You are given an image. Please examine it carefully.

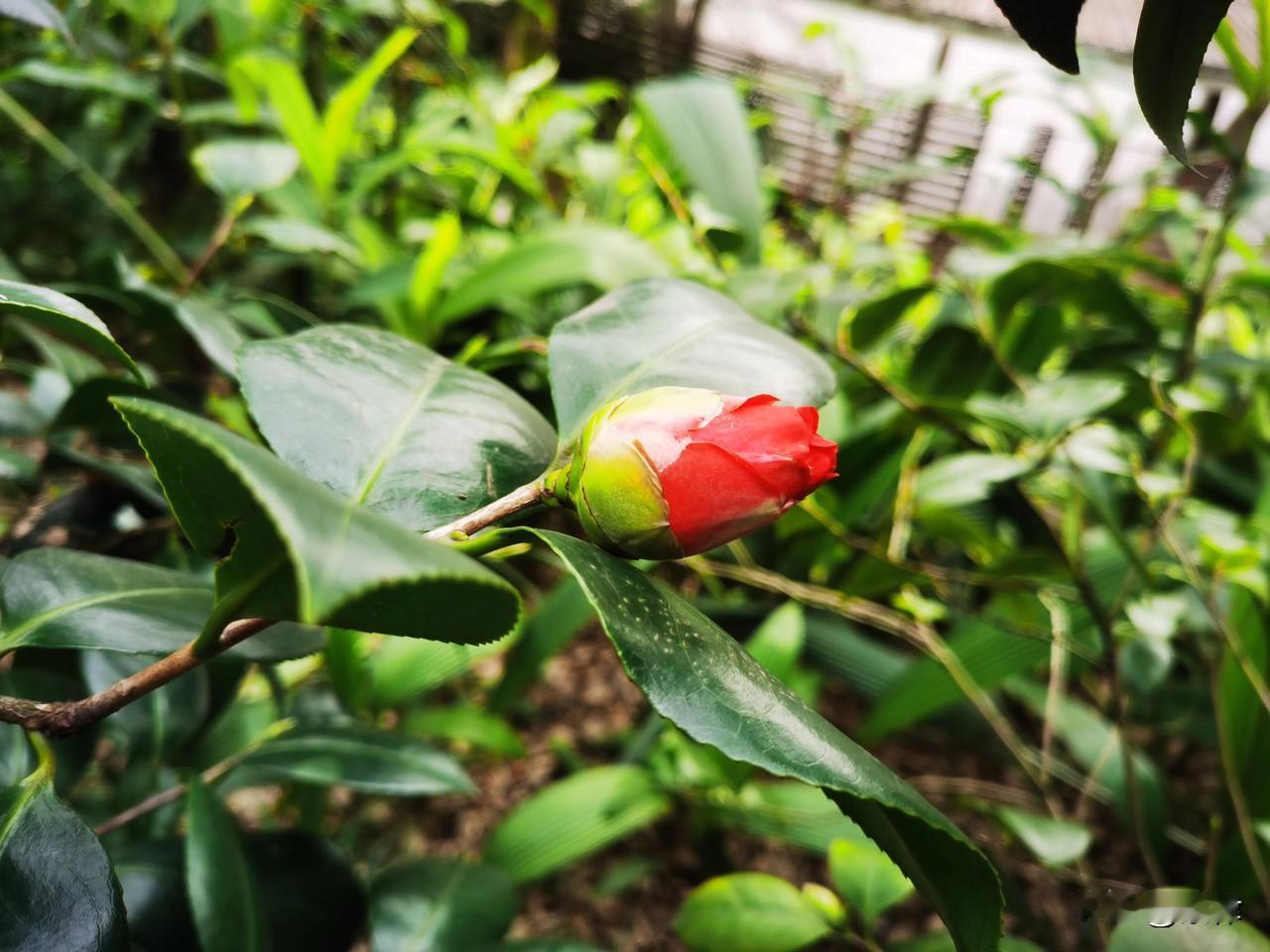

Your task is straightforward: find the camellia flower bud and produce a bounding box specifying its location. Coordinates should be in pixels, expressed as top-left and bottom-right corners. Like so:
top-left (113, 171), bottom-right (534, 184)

top-left (546, 387), bottom-right (838, 558)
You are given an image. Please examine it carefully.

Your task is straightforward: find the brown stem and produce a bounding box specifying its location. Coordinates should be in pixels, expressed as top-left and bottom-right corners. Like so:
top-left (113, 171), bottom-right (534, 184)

top-left (0, 618), bottom-right (274, 738)
top-left (425, 481), bottom-right (545, 538)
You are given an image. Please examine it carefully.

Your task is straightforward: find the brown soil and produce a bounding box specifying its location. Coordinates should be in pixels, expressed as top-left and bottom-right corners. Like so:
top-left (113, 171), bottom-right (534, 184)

top-left (337, 631), bottom-right (1199, 952)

* [Prompt] Reproduce the entire listing above verbatim, omitting the picture.

* [Expected output]
You are given an image. Please examine it carefully.


Your task is straightforward: find the camellia flower bud and produce a bounding box specifying its location. Coordinates should be in pixels, expressed as top-left and bottom-right corners. Like so:
top-left (113, 171), bottom-right (534, 184)

top-left (546, 387), bottom-right (838, 558)
You are given an image. Please examine it carefully.

Your task is straightforward: find the brown stem and produce a bounding box specifying its location. Coordinates should be in pixels, expressed as top-left and bottom-right corners. Like so:
top-left (113, 171), bottom-right (534, 184)

top-left (0, 618), bottom-right (274, 738)
top-left (425, 481), bottom-right (545, 538)
You are given an image. Please examine it carefully.

Your task is straightforward: find the brown soil and produce a bounding box specifying its location. Coordinates should be in pixels, expressed as top-left and bottom-right corners. Like so:
top-left (113, 171), bottom-right (534, 184)

top-left (337, 631), bottom-right (1199, 952)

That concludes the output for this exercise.